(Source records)
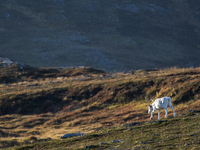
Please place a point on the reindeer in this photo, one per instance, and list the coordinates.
(160, 103)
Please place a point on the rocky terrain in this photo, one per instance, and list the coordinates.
(111, 35)
(86, 108)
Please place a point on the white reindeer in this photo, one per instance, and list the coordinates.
(160, 103)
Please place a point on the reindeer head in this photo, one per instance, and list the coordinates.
(150, 108)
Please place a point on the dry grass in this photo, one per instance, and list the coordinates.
(87, 103)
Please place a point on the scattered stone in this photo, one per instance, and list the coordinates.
(156, 135)
(160, 121)
(182, 114)
(193, 110)
(71, 135)
(151, 140)
(97, 129)
(103, 143)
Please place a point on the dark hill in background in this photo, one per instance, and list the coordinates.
(104, 34)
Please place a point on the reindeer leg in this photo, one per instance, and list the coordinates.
(173, 110)
(152, 114)
(166, 111)
(159, 114)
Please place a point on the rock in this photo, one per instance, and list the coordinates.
(103, 143)
(71, 135)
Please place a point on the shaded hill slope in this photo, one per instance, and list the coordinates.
(108, 35)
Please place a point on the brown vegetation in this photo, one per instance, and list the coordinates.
(43, 108)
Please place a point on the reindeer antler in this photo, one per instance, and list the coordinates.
(146, 99)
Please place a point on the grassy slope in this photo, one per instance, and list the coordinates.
(53, 102)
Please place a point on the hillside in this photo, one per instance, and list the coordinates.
(110, 35)
(40, 105)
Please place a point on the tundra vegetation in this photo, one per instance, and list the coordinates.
(40, 105)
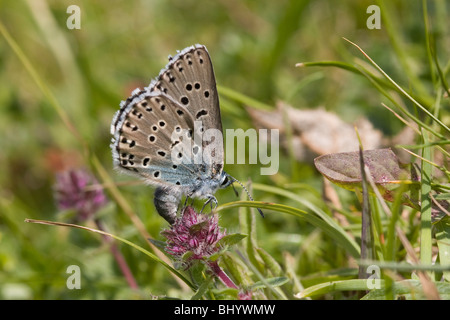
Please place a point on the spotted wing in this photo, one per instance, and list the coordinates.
(148, 131)
(189, 80)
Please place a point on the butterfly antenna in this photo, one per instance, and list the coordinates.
(248, 194)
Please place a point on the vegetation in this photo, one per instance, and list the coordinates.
(360, 238)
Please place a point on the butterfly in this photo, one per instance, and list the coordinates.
(170, 133)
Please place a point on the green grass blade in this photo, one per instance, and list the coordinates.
(147, 253)
(340, 237)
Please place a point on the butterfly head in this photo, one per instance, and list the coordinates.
(225, 180)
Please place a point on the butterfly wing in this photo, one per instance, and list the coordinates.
(189, 79)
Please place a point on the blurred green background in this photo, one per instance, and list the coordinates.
(121, 45)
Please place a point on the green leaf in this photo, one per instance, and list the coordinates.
(231, 239)
(226, 292)
(340, 236)
(327, 287)
(270, 262)
(203, 288)
(409, 290)
(443, 243)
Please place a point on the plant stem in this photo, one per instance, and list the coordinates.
(221, 274)
(119, 258)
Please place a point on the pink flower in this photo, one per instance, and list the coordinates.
(194, 233)
(71, 193)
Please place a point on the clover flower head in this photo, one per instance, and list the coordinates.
(193, 233)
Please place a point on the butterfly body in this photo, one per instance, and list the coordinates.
(170, 133)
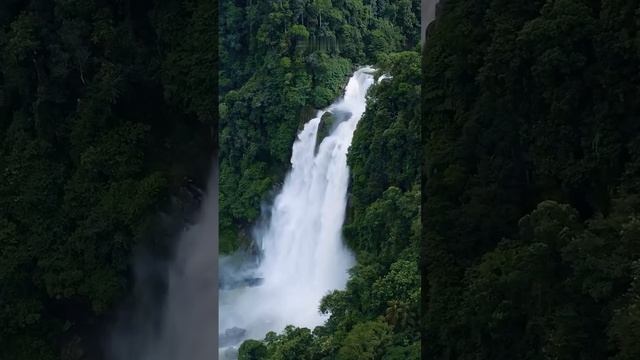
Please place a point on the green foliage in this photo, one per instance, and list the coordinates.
(105, 109)
(377, 315)
(252, 350)
(279, 61)
(531, 180)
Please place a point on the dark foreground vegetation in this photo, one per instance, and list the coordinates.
(532, 150)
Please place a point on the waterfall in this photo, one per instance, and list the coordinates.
(303, 255)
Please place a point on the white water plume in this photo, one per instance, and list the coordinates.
(304, 257)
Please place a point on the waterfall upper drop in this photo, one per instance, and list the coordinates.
(303, 254)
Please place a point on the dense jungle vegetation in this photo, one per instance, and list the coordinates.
(107, 113)
(532, 180)
(280, 60)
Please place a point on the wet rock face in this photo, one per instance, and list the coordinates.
(240, 283)
(328, 122)
(231, 336)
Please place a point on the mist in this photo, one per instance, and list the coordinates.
(302, 256)
(174, 310)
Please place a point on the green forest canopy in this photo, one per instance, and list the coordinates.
(281, 60)
(532, 148)
(106, 108)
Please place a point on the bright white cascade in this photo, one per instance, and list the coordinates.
(304, 257)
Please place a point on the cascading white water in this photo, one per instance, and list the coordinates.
(304, 257)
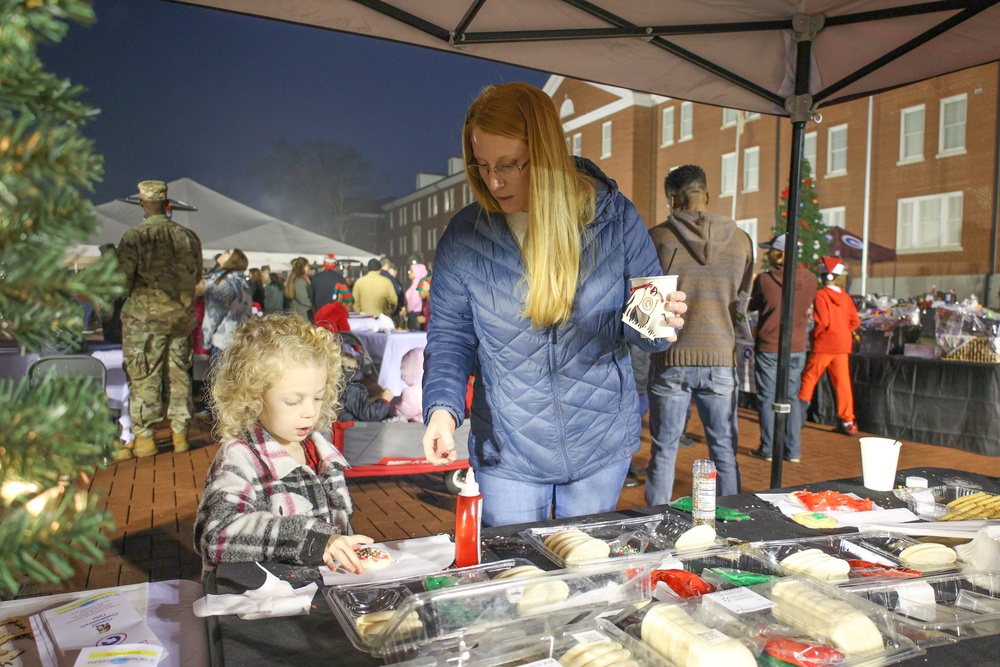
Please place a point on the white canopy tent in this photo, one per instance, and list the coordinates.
(223, 223)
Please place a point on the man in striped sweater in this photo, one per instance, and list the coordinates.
(713, 259)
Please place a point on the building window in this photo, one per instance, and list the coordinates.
(951, 126)
(751, 169)
(833, 217)
(930, 223)
(667, 126)
(809, 152)
(728, 175)
(687, 121)
(836, 151)
(911, 134)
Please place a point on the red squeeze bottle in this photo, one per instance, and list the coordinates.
(468, 523)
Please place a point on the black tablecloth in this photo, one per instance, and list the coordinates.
(317, 639)
(950, 403)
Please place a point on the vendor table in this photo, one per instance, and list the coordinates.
(950, 403)
(317, 639)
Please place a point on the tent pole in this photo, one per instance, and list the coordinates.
(800, 110)
(868, 196)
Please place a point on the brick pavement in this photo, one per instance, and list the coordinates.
(153, 500)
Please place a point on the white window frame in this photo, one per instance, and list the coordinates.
(751, 175)
(954, 150)
(606, 139)
(830, 171)
(724, 189)
(835, 216)
(687, 118)
(909, 112)
(810, 136)
(667, 127)
(949, 228)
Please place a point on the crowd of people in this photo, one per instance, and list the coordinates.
(529, 288)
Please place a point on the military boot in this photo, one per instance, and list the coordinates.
(180, 443)
(143, 446)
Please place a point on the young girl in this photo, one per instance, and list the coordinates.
(276, 490)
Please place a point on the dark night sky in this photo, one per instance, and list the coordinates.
(188, 91)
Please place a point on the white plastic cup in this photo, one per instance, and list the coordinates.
(879, 457)
(646, 309)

◆ THE REQUEST ◆
Write out all the entries again, word for word, and print no images.

◆ THE RESPONSE ◆
Please place a point on the reindeer in this photo, one per instance, and list the coordinates.
(160, 103)
Please place a point on the rocky terrain in this photo, one per instance, and list the coordinates.
(111, 35)
(86, 108)
Please place a point on the white reindeer in this photo, one per instance, and list the coordinates.
(160, 103)
Please place a point on the reindeer head in this photo, one per instance, and list the coordinates.
(150, 108)
Please place a point on the dry grass in this photo, one per instance, and list the coordinates.
(87, 103)
Please place a point on the scattered stone in this photo, one per instance, and list the coordinates.
(156, 135)
(160, 121)
(182, 114)
(193, 110)
(71, 135)
(151, 140)
(97, 129)
(103, 143)
Please place a point on the dark hill in background in this photo, one per instance, and list the coordinates.
(104, 34)
Please place a point on the reindeer leg in this photo, one per instance, and list the coordinates.
(173, 110)
(152, 114)
(166, 111)
(159, 114)
Please place a point on the rock in this photo, one per instance, and list the coordinates.
(103, 143)
(71, 135)
Please place a point on the shaded hill slope in this photo, one per instance, and list the coordinates.
(108, 35)
Please place a point on the brown vegetation in this photo, one per instance, and list the coordinates.
(43, 108)
Please place a point on the reindeer antler in this photo, one per instance, and list the coordinates.
(146, 99)
Please place a point on the grassy slope in this photo, one per instance, and list the coordinates.
(53, 102)
Please place a point on the hillside in this photo, one per instance, and list the coordinates.
(110, 35)
(40, 105)
Please place a point on the tundra vegetation in this photo, one per instance, and list the coordinates.
(40, 105)
Please place a point on the spotted wing in this photo, one per instance, and list the coordinates.
(148, 131)
(189, 80)
Please place a point on the butterfly antenna in this photo, one per instance, and list the coordinates.
(248, 194)
Please place a point on the vegetation in this photo, one per instance, and list the coordinates.
(360, 238)
Please place a point on the butterfly in this photo, one per instance, and list the coordinates.
(170, 133)
Please place a point on the green grass blade in this photo, one per instance, and list the coordinates.
(147, 253)
(340, 237)
Please place a point on the butterfly head in this photo, one per instance, and list the coordinates.
(225, 180)
Please place a point on the butterfly wing in this photo, one per instance, and list the coordinates.
(189, 79)
Please place a point on the blurred green background in this photo, one per instance, and list the coordinates.
(121, 45)
Please place a point on the green leaf in this photo, one per instance, and list the coordinates.
(231, 239)
(226, 292)
(340, 236)
(327, 287)
(270, 262)
(203, 288)
(409, 290)
(443, 243)
Please place a point on the plant stem in this photo, one per instance, and list the coordinates.
(221, 274)
(119, 258)
Please place a point on the pink flower in this photo, one per instance, and list the coordinates.
(194, 233)
(71, 193)
Please place a point on the clover flower head in this photo, one per instance, and list the coordinates.
(193, 233)
Please place a point on the butterfly body in this photo, one per instance, and list the coordinates.
(170, 133)
Please place a point on the green foliage in this photo, one per instance, and list the coordinates.
(105, 109)
(377, 315)
(252, 350)
(279, 61)
(531, 180)
Please place a point on the dark foreground vegetation in this photo, one per instance, and list the coordinates.
(532, 150)
Please place a point on the waterfall in this photo, one per instance, and list the coordinates.
(303, 255)
Please place a point on the white water plume in this photo, one per instance, and list the coordinates.
(304, 257)
Please place a point on the waterfall upper drop in this photo, one per instance, and list the coordinates.
(303, 254)
Please place a point on the dense jungle vegetation in this photo, one per instance, and list the coordinates.
(107, 113)
(532, 180)
(280, 60)
Please place a point on the wet rock face in this photo, one per instance, and list the coordinates.
(240, 283)
(328, 122)
(231, 336)
Please place a point on the mist in this photo, one per instance, and list the coordinates.
(302, 256)
(174, 310)
Please place a point on the green forest canopy in this photo, one per instance, and list the coordinates.
(281, 60)
(532, 148)
(106, 108)
Please place a point on the bright white cascade in this photo, one per instance, and list the coordinates.
(304, 257)
Please place a point on the cascading white water in this photo, one per instance, and list the coordinates.
(304, 257)
Please place a point on the white canopy tent in this photo, one per instance, and list the coordinates.
(223, 223)
Please place a point on the man in striped sweater in this photo, one per instance, and list the coordinates.
(713, 259)
Please place a point on the building window in this photo, one per instance, and list the coordinates.
(951, 126)
(751, 169)
(833, 217)
(930, 223)
(667, 126)
(809, 152)
(728, 175)
(687, 121)
(836, 151)
(911, 134)
Please place a point on the red squeeze bottle in this photo, one per instance, and list the coordinates.
(468, 523)
Please place a point on the black tablecloth in this photo, one per instance, and list the coordinates.
(317, 639)
(950, 403)
Please place a point on the vendor table in this photo, one per instance, and list the coordinates.
(950, 403)
(317, 639)
Please place a point on the tent pole in this photo, one per instance, and list the coordinates.
(800, 110)
(868, 196)
Please place a point on the brick pavement in this photo, one per instance, and list the coordinates.
(153, 500)
Please place a point on the white window frame in this photo, one per instance, and list the coordinates.
(751, 175)
(954, 150)
(606, 139)
(830, 171)
(724, 189)
(835, 216)
(687, 118)
(909, 112)
(810, 136)
(667, 127)
(949, 228)
Please place a point on the crowd of people in this photo, one per instance, and list the coordinates.
(529, 288)
Please place a point on the military boot in this photo, one per instance, and list the coordinates.
(180, 443)
(143, 446)
Please place a point on the young girl in this photo, one per instance, and list the coordinates.
(276, 490)
Please place a point on the dark night sky in this photo, one per instance, and list the coordinates.
(188, 91)
Please place a point on the white plastic cup in this photo, one per instance, and list the coordinates.
(879, 457)
(646, 309)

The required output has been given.